[Prompt 1]: In the passage about radiator fans and engine temperature, rewrite the part that begins at the words "Communicating temperature information" and stops after "a scan tool.", changing "gauge" to "dial".
[Prompt 2]: Carry on the passage about radiator fans and engine temperature, picking up right after its final sentence.

[Selected passage]:
========
The radiator fan was once rigid and driven directly by the engine. Always drawing from engine power, noisy, and turning when it didn’t need to, it was ready for improvement. Viscous clutches were added in the late 1960s to reduce noise and power loss. Later, electronic fan clutches appeared in an effort to reduce horsepower loss and gain fuel economy while better controlling coolant temperatures.
The electrically driven fan came on the scene when front wheel drive/transverse engine drivetrains became popular. Early designs were either on or off depending on coolant temperature. Today, many electric fans have variable speeds and are controlled by a module that evaluates engine load, coolant temperature, road speed, and air conditioning pressures.
Communicating temperature information to the driver
The gauge is slowly disappearing, sometimes replaced by colored lights that indicate cold or excessively hot. Some (GM, for example) vehicles will display “reduced power” messages when overheating occurs. Sensing for driver warning is typically done by the Engine Coolant Temperature (ECT) or Cylinder Head Temperature (CHT) sensor and the computed temperature value may be observed on a scan tool.
========
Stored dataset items
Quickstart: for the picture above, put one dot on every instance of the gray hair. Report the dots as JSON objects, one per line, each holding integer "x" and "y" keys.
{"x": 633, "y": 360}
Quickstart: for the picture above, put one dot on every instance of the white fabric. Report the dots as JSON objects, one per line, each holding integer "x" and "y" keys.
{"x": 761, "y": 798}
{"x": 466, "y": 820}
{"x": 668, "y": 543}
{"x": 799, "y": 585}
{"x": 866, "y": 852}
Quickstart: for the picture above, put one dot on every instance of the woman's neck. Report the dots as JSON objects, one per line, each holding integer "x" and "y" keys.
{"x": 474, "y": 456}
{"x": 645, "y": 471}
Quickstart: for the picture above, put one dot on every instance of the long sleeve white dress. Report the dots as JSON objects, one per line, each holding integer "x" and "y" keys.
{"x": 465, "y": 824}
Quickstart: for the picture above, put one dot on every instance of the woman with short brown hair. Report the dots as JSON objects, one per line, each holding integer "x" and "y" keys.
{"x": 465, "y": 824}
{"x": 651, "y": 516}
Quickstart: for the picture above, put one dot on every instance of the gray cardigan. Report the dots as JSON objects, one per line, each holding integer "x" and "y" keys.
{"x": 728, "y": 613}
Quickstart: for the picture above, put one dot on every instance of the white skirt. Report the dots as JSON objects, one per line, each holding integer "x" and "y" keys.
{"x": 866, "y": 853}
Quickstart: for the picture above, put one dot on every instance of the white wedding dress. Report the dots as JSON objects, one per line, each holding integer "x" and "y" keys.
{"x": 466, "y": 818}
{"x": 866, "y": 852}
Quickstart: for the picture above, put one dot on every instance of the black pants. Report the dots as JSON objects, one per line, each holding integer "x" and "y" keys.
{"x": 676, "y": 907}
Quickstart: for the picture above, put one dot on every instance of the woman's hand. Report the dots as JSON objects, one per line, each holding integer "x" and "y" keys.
========
[Your response 1]:
Communicating temperature information to the driver
The dial is slowly disappearing, sometimes replaced by colored lights that indicate cold or excessively hot. Some (GM, for example) vehicles will display “reduced power” messages when overheating occurs. Sensing for driver warning is typically done by the Engine Coolant Temperature (ECT) or Cylinder Head Temperature (CHT) sensor and the computed temperature value may be observed on a scan tool.

[Your response 2]:
Diagnosis of cooling system problems
An infrared thermometer or thermal imaging camera is useful for efficient diagnosis of cooling system ills. Both are inexpensive and readily available. You can detect temperatures and see flow problems with either device, but the thermal imaging camera takes it to a whole new level. Some thermal imaging cameras work with a cell phone, making it easy to email photos or videos of the thermal patterns.
Refractometers and pH strips can be used to determine coolant condition. A pH of 7.6 or slightly higher is desirable. Anything less than a pH of 7 indicates an acidic condition requiring coolant system flushing and coolant replacement. New coolant is typically around 7.8-8.8 pH. One of the major causes of acidic coolant is air intrusion. Air mixes with the coolant, heat is added, and the pH moves toward acid.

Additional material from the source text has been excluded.